Your instructions: Reproduce the entries below word for word, leaving out the picture.

━━━━━ Source material ━━━━━

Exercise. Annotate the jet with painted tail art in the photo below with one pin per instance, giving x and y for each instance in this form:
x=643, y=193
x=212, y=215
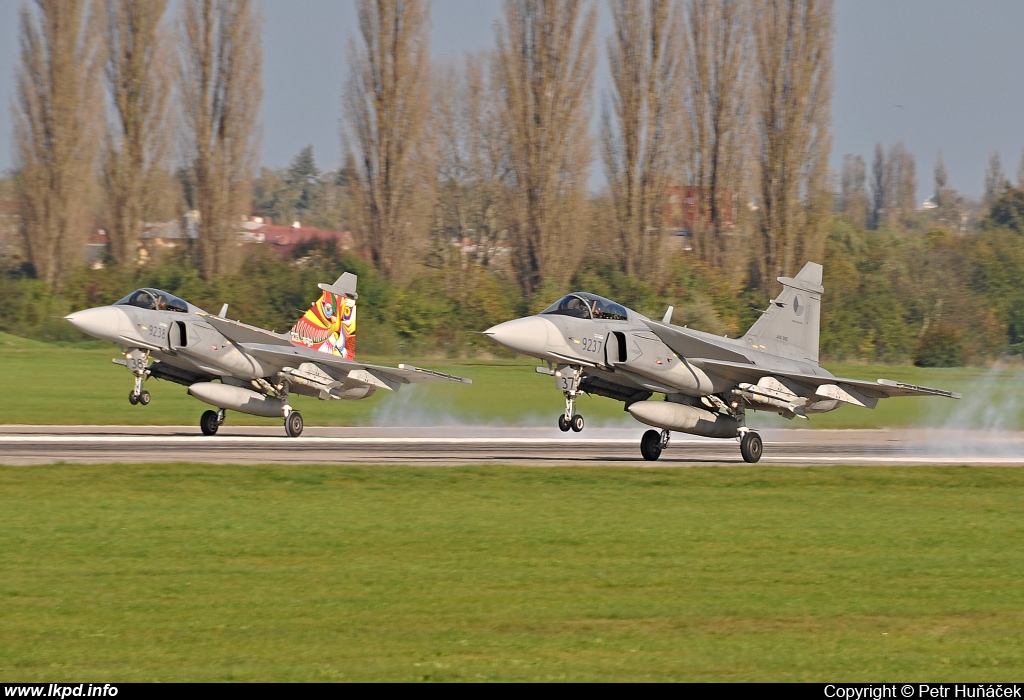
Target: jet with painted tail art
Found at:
x=595, y=346
x=236, y=366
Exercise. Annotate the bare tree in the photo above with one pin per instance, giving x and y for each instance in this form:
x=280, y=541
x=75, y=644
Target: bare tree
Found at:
x=995, y=179
x=901, y=182
x=853, y=195
x=56, y=128
x=137, y=134
x=387, y=104
x=941, y=181
x=716, y=110
x=640, y=139
x=543, y=71
x=794, y=72
x=469, y=155
x=220, y=82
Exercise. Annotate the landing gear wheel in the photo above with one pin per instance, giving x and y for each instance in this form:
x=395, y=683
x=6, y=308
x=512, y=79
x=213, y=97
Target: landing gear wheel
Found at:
x=650, y=445
x=293, y=424
x=752, y=447
x=209, y=423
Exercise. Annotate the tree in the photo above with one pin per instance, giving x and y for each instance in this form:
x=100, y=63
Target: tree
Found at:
x=716, y=111
x=469, y=156
x=56, y=131
x=880, y=193
x=387, y=104
x=853, y=195
x=640, y=139
x=794, y=72
x=220, y=64
x=137, y=133
x=995, y=180
x=303, y=180
x=900, y=182
x=942, y=191
x=543, y=72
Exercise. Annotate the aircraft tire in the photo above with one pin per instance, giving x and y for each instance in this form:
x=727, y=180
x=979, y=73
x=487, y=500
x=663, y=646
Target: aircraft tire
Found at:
x=209, y=423
x=752, y=447
x=293, y=424
x=650, y=445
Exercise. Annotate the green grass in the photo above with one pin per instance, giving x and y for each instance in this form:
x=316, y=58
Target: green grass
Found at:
x=186, y=572
x=70, y=385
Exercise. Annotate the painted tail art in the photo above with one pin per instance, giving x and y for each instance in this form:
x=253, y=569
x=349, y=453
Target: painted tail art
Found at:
x=329, y=325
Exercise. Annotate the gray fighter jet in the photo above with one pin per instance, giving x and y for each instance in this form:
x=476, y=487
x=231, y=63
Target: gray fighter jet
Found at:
x=595, y=346
x=231, y=365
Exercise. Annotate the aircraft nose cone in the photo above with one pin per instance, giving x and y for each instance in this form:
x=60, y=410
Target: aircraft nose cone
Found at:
x=529, y=336
x=102, y=321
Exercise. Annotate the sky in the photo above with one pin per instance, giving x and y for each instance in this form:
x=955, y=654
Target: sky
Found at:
x=940, y=75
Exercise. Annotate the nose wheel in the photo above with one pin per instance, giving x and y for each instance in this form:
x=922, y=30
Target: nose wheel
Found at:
x=137, y=362
x=567, y=379
x=293, y=424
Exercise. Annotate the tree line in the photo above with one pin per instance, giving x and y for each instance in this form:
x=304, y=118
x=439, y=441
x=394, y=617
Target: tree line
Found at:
x=719, y=108
x=122, y=108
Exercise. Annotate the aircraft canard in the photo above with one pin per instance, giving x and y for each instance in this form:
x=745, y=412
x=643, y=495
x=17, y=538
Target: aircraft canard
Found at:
x=595, y=346
x=233, y=365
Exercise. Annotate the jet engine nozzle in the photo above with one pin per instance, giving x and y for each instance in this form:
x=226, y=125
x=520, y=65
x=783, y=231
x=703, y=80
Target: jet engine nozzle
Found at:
x=530, y=336
x=103, y=322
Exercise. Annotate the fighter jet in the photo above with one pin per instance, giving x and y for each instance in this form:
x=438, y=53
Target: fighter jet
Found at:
x=595, y=346
x=231, y=365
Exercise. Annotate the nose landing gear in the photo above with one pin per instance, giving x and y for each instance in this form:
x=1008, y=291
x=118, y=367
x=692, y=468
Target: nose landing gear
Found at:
x=751, y=446
x=567, y=381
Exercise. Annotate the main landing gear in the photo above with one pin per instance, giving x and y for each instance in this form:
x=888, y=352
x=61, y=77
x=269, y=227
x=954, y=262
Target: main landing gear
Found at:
x=751, y=446
x=567, y=380
x=137, y=361
x=652, y=443
x=211, y=421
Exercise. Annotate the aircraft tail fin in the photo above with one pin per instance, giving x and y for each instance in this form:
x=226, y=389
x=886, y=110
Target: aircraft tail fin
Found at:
x=792, y=323
x=329, y=325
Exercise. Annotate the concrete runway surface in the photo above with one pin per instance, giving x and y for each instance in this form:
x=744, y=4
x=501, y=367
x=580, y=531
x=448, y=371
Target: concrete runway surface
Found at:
x=26, y=445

━━━━━

Correct response:
Exercise. Annotate the jet with painted tail art in the photo below with one pin per instance, giving x and y for each instance in this form:
x=643, y=193
x=212, y=215
Target: jet with painted tail art
Found at:
x=595, y=346
x=236, y=366
Exercise. Annotate the bare tree in the photo above with one pin per instance, giving x and y for each instance in this form:
x=280, y=541
x=75, y=644
Target: bare tree
Found at:
x=995, y=179
x=901, y=182
x=853, y=195
x=56, y=128
x=137, y=134
x=387, y=104
x=941, y=181
x=716, y=110
x=640, y=139
x=543, y=71
x=794, y=72
x=469, y=155
x=220, y=82
Exercise. Annotate the landing gear wheel in the photo above with one pin per instance, giving x and y for each instance in this form:
x=395, y=683
x=6, y=308
x=512, y=79
x=213, y=97
Target: landing gear wheel
Found at:
x=650, y=445
x=293, y=424
x=752, y=447
x=209, y=423
Exercise. Annotate the tree in the photo above with one pin per instance, giving x and y for each instance in this form:
x=100, y=63
Target: tree
Found at:
x=716, y=111
x=469, y=156
x=56, y=131
x=880, y=193
x=387, y=104
x=853, y=195
x=640, y=139
x=794, y=72
x=220, y=64
x=137, y=133
x=995, y=180
x=303, y=180
x=900, y=182
x=942, y=191
x=543, y=72
Exercise. Annotate the aircraft tire in the photo above with one pin per instance, giving x and y for each instance in this form:
x=727, y=180
x=979, y=73
x=487, y=500
x=663, y=646
Target: aircraft tire
Found at:
x=209, y=423
x=752, y=447
x=293, y=424
x=650, y=445
Exercise. Annotate the green grass in the photo above with one pin per instance, giving x and y for each instance in this form:
x=316, y=58
Target: green grass
Found at:
x=186, y=572
x=70, y=385
Exercise. Annotate the painted tail art in the photo above with one pin per instance, giving x and y for each instance in this form:
x=253, y=569
x=349, y=453
Target: painted tail art
Found at:
x=329, y=325
Exercise. Annotate the gray fighter jet in the photo above with one pin per instance, giving x and y for each instance in this form:
x=476, y=487
x=231, y=63
Target: gray fighter jet
Found at:
x=595, y=346
x=231, y=365
Exercise. Annotate the aircraft nose cone in the photo above with one pin per instance, giving x and y for each instance in this form:
x=60, y=410
Target: aircraft nose cone
Found at:
x=529, y=336
x=102, y=321
Exercise. Annotate the sky in the photo above with one pin per instance, giving x and y for each instance in this form:
x=955, y=654
Target: sky
Found at:
x=940, y=75
Exercise. Annotate the nose wheel in the photo above with one pin per instance, giving x and y for each instance in this form:
x=922, y=30
Target: nose wheel
Found at:
x=137, y=362
x=567, y=379
x=293, y=424
Exercise. Annotate the tree line in the photo above with one pin per instance, giving x and y for each instance in this form:
x=304, y=118
x=439, y=441
x=394, y=617
Target: tree line
Found at:
x=719, y=108
x=122, y=108
Exercise. Annotate the aircraft canard in the photo above with one pin per instance, giving x and y for each instance in this form:
x=745, y=412
x=643, y=495
x=17, y=538
Target: aircraft canard
Found at:
x=595, y=346
x=233, y=365
Exercise. Annotate the jet engine nozzle in the photo above with one pin per instance, giving x and y for each instance in this form:
x=226, y=125
x=520, y=65
x=783, y=231
x=703, y=80
Target: jet engine nozzle
Found at:
x=530, y=336
x=103, y=322
Exercise. Annotate the fighter jet in the photo above with one pin per instance, giving x and y for each instance in this form:
x=438, y=53
Target: fighter jet
Found at:
x=595, y=346
x=231, y=365
Exercise. Annotate the nose landing gear in the photo above with one pin per instance, giving x and y for each instance in this form:
x=1008, y=291
x=118, y=367
x=692, y=468
Target: nose landing gear
Found at:
x=751, y=446
x=567, y=381
Exercise. Annotate the main landing gear in the photo above with one pin per instance, giving x and y for each instance in this form:
x=888, y=352
x=61, y=77
x=269, y=227
x=954, y=262
Target: main landing gear
Found at:
x=751, y=446
x=567, y=380
x=137, y=361
x=652, y=443
x=211, y=421
Exercise. Annotate the aircraft tail fin in the photo above with one pin per instance, giving x and y for each instance in this form:
x=226, y=389
x=886, y=110
Target: aircraft tail fin
Found at:
x=792, y=323
x=329, y=325
Exercise. Annotate the concrete runway surface in the photo above with one pin per instance, giving x and y for each instance in this form:
x=744, y=4
x=501, y=367
x=580, y=531
x=448, y=371
Target: concrete runway surface
Found at:
x=26, y=445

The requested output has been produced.